Thème prépondérant, la transformation est au cœur du roman de Marguerite Yourcenar, L'Œuvre au Noir, publié en 1968. C'est par la métaphore d'une transmutation alchimique que le lecteur voit évoluer Zénon, le personnage principal, selon une perspective humaniste perçue dans sa dualité : tout ce qui est positif est révélé par sa négativité, tous deux étant indissociables. La métamorphose de Zénon se lit au fil de ses expériences, nécessaires, voire indispensables, pour l'auteure. Ainsi, dans ses Carnets de notes de l'Œuvre au Noir, Marguerite Yourcenar éclaire la lecture de son roman de la maxime suivante :
« Il faut passer par la débauche pour sortir de la débauche, il faut passer par l'amour – au sens conventionnel du terme – pour juger l'amour ; il faut passer par l'histoire pour se dégager des pièges de l'histoire – c'est-à-dire de ceux de la société humaine elle-même dont l'histoire n'est qu'une série d'archives. Déboucher sur ce temps où n'est pas l'homme. »
--------------------------------
## Consigne
Prolongez l'extrait sur L'Œuvre au Noir en reprenant juste après sa dernière phrase. Les données forment un ensemble distinct de l'extrait sur L'Œuvre au Noir.

## Données fournies
--------------------------------
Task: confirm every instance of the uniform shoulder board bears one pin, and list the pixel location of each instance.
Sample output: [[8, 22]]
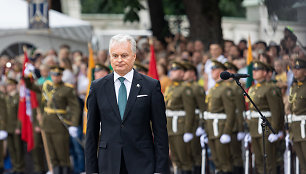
--------------------------------
## Réponse
Celle-ci est évidemment à comprendre dans sa généralité, mais aussi dans son parallèle avec le roman dont elle synthétise l'un des buts du héros. Implantée dans une Europe du XVIe siècle, L'Œuvre au Noir est insérée temporellement dans une continuité entre le Moyen-Âge et la Renaissance, que Marguerite Yourcenar choisit de dépeindre de façon assez sombre, contrairement aux images plus solaires qui reflètent habituellement cette période. Le personnage de Zénon, qui aspire à la connaissance et se refuse toute attache géographique, et même sentimentale, voyage et apprend donc tant dans les livres que par l'expérience. Dans l'épigramme sentencieux plus haut cité, la romancière structure en trois aspects distincts cette expérience qui doit – en effet, elle présente cela comme ayant valeur universelle – obligatoirement précéder le savoir et les leçons qui en découlent : la débauche, l'amour et l'histoire. Chacun de ces concepts est alors vu dans sa dualité, à savoir le vivre et y sombrer d'une part, pour pouvoir mieux en sortir, et en tirer des conclusions qui forment un apprentissage de la vie, d'autre part.
Mais en quoi et comment la dualité et la nécessité de ces expériences humaines peuvent-elles constituer une démarche humaniste ?
Après avoir défini ce qui constitue une démarche humaniste, tant à l'époque dans laquelle l'auteure situe son roman qu'à celle de l'écriture de celui-ci, c'est une analyse de chaque point soulevé par l'auteur, c'est-à-dire la débauche, l'amour et l'histoire, qui sera vue à travers deux temporalités, celle de l'œuvre, et celle de l'auteur, ainsi que par le prisme de la démarche humaniste. L'étude de la dernière phrase, dans sa généralité mais aussi comme conclusion aux impératifs énumérés préalablement, viendra élargir le regard humaniste posé par l'auteure sur notre société.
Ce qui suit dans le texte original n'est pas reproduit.